- [TASK REQUIREMENTS]:
A – According to the article on Ryan White funding, why might some New York AIDS groups and public health officials oppose renewing the federal bill?
B – In the article on Ryan White funding, how much Ryan White money has New York City received annually in recent years?
C – Continue the article on Ryan White funding from where it stops.
++++ EXTRACT TO READ
Discontent Over Ryan White Funding

Discontent Over Ryan White Funding

New York officials, AIDS advocates point to growing hurt state will suffer from new formula

Some New York AIDS groups and public health officials may oppose the renewal of a federal bill that has funded AIDS services for the past 15 years because they say that new language in the bill could significantly cut dollars coming to the state.

“We need to decide now if no bill is better than a bad bill,” said Patrick J. McGovern, executive director of Harlem United, an AIDS service group, at a September 21 forum held at the Gay Men’s Health Crisis (GMHC).

The bill, the Ryan White Comprehensive AIDS Resources Emergency Act, was enacted in 1990 and it is reauthorized every five years. The act distributed $2.l billion to states for AIDS services in the current fiscal year. After Medicaid and Medicare, the government-run health plans, the act is the single largest source of federal AIDS funding. New York City has received roughly $120 million in Ryan White annually in recent years.
++++++++
++++ EXTRACTED ENTRIES
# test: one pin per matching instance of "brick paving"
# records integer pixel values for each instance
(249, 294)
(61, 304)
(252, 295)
++++++++
- [ANSWER LIST]:
A – They say that new language in the bill could significantly cut the dollars coming to New York State.

B – Roughly $120 million.

C –
The proposed reauthorization requires that 75 percent of the funds go to “core medical services,” which could mean cuts to other services, such as treatment adherence, hot meals, transportation, and legal services.

In the old bill, half of the money in one portion of the bill, called Title I—which will account for $604 million in the 2007 federal fiscal year beginning October 1—was divided among eligible metropolitan areas (EMA) according to the number of their estimated AIDS and HIV cases. Those areas competed for funds from the other half.

In the proposed version, an EMA must have at least 1,000 new AIDS cases in the prior five years or 1,500 living AIDS cases to get Title I funds. Two-thirds of the funds are distributed according to living AIDS and HIV caseload and the EMAs compete for the remaining third, based on the strength of their applications.

In the old version, Title II of the act distributed 80 percent of its funds according to AIDS cases in each state. That benefited states with large caseloads. The remaining 20 percent went to jurisdictions that were not Title I EMAs.

In the new version, 75 percent of the cash is distributed according to AIDS caseload and 25 percent goes to jurisdictions that did not get Title I funds. The new act would spend $1.2 billion in Title II funds in the 2007 fiscal year.

Perhaps the greatest impact of the new bill is to shift funds from cities, where the majority of the AIDS and HIV cases are, to rural areas of the country.

“New York is not the only state that would be negatively impacted by this bill,” said Robert Cordero, vice president of development and government relations at Housing Works, an AIDS group. “Southern and Midwestern legislators were determined that new funding would go to rural areas.”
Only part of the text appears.